Your instructions: All of the data should be repeated exactly; pictures are not part of the copy.

--- Start of Excerpted data ---

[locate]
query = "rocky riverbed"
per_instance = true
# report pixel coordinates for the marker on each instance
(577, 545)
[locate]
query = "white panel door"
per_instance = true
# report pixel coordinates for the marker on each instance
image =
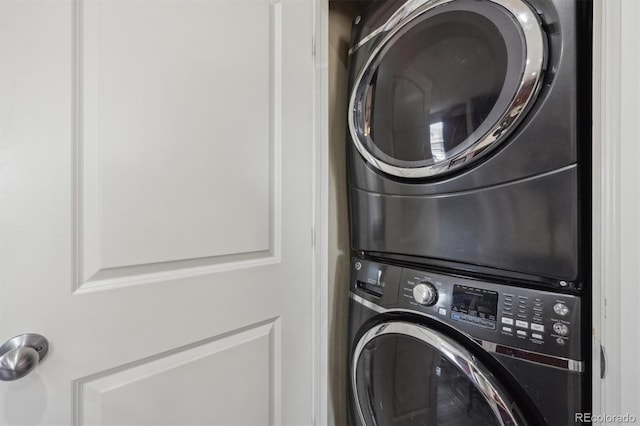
(156, 210)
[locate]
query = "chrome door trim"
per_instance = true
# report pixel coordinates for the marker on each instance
(499, 401)
(572, 364)
(535, 53)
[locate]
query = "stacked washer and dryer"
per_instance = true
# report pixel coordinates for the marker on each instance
(469, 124)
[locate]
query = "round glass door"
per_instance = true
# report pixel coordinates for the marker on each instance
(406, 374)
(445, 84)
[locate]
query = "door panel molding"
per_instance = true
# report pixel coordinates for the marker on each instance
(244, 362)
(103, 205)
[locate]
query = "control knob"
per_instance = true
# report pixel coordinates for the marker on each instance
(561, 329)
(425, 294)
(561, 309)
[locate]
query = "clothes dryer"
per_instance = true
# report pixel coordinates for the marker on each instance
(466, 142)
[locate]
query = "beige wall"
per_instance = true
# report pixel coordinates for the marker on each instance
(341, 15)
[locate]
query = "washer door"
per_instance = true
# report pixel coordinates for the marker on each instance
(406, 374)
(445, 84)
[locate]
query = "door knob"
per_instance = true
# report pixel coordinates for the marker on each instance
(21, 354)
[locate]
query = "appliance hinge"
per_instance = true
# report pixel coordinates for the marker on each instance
(603, 362)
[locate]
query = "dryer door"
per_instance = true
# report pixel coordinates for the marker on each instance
(445, 83)
(406, 374)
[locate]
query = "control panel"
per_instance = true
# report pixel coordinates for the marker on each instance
(523, 318)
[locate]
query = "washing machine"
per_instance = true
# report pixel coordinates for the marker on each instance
(469, 136)
(434, 349)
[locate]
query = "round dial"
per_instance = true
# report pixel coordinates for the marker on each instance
(561, 309)
(425, 294)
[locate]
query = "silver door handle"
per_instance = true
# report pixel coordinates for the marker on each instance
(21, 354)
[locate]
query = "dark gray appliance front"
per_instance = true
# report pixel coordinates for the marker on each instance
(401, 373)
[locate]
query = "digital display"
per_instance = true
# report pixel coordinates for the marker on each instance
(475, 302)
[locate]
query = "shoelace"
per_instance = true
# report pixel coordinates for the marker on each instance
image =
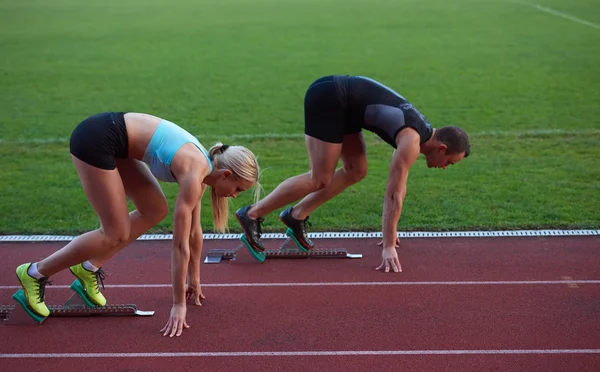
(100, 275)
(259, 226)
(306, 223)
(42, 289)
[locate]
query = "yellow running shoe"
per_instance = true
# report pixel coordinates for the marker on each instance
(35, 290)
(89, 281)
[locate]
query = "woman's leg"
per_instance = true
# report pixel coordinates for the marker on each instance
(151, 205)
(105, 192)
(104, 189)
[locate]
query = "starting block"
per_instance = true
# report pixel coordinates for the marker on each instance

--- End of Excerpted data ---

Solution to this exercise:
[locate]
query = "rocky riverbed"
per_instance = true
# report pixel coordinates for the marker on each instance
(577, 545)
[locate]
query = "white panel door"
per_instance = true
# report pixel coordinates for the marker on each instance
image =
(156, 210)
[locate]
query = "chrome door trim"
per_instance = true
# report pixel coordinates for the marker on each instance
(499, 401)
(572, 364)
(535, 53)
[locate]
query = "stacked washer and dryer"
per_instance = true
# report pixel coordinates for the marker on each instance
(469, 124)
[locate]
query = "round glass door"
per_instance = true
# report pixel coordinates for the marker on each instance
(406, 374)
(445, 84)
[locate]
query = "door panel molding"
per_instance = true
# report pixel coordinates for the marker on each instance
(244, 362)
(103, 205)
[locate]
query = "control knob"
per_instance = true
# report pixel coordinates for the marker on each instance
(561, 329)
(425, 294)
(561, 309)
[locate]
query = "clothes dryer"
per_instance = true
# report pixel coordinates for the marker on each instance
(466, 142)
[locate]
query = "beige wall"
per_instance = true
# report pixel coordinates for the marker on each instance
(341, 15)
[locate]
query = "washer door"
per_instance = true
# report pixel coordinates for the marker on each instance
(406, 374)
(445, 84)
[locate]
query = "door knob"
per_instance = true
# report pixel coordinates for the marker on each instance
(21, 354)
[locate]
query = "appliance hinge"
per_instance = true
# report pixel coordinates for the marker on each instance
(603, 362)
[locate]
query = "dryer door"
per_instance = true
# report pixel coordinates for the marker on each instance
(445, 83)
(406, 374)
[locate]
query = "control panel"
per_instance = true
# report pixel coordinates for the marker on each instance
(523, 318)
[locate]
query = "washing machine"
per_instance = true
# report pixel coordinates for the marker on each instance
(469, 136)
(434, 349)
[locate]
query = "round dial"
per_instance = true
# report pixel coordinates for the marker on each instance
(561, 309)
(425, 294)
[locate]
query = "silver door handle"
per_instance = true
# report pixel coordinates for the marker on each instance
(21, 354)
[locate]
query = "dark gray appliance front"
per_instance = true
# report pixel coordinates for the marker on each instance
(401, 373)
[locate]
query = "digital display"
per_instance = true
# report pixel coordinates for the marker on each instance
(475, 302)
[locate]
query = "shoelace"
per_instance = true
# report pixel coordinates for the marker on each instance
image =
(100, 275)
(259, 226)
(306, 223)
(42, 289)
[locate]
query = "yellow running shoe"
per_instance = true
# report pixel coordinates for the marker on each instance
(35, 290)
(89, 281)
[locate]
query = "woman's leg"
per_instance = true
# report pixel coordinates for the marker on each instance
(151, 205)
(105, 192)
(104, 189)
[locate]
query = "starting block"
per_instance = true
# report pixel coordinates for the marker on each instance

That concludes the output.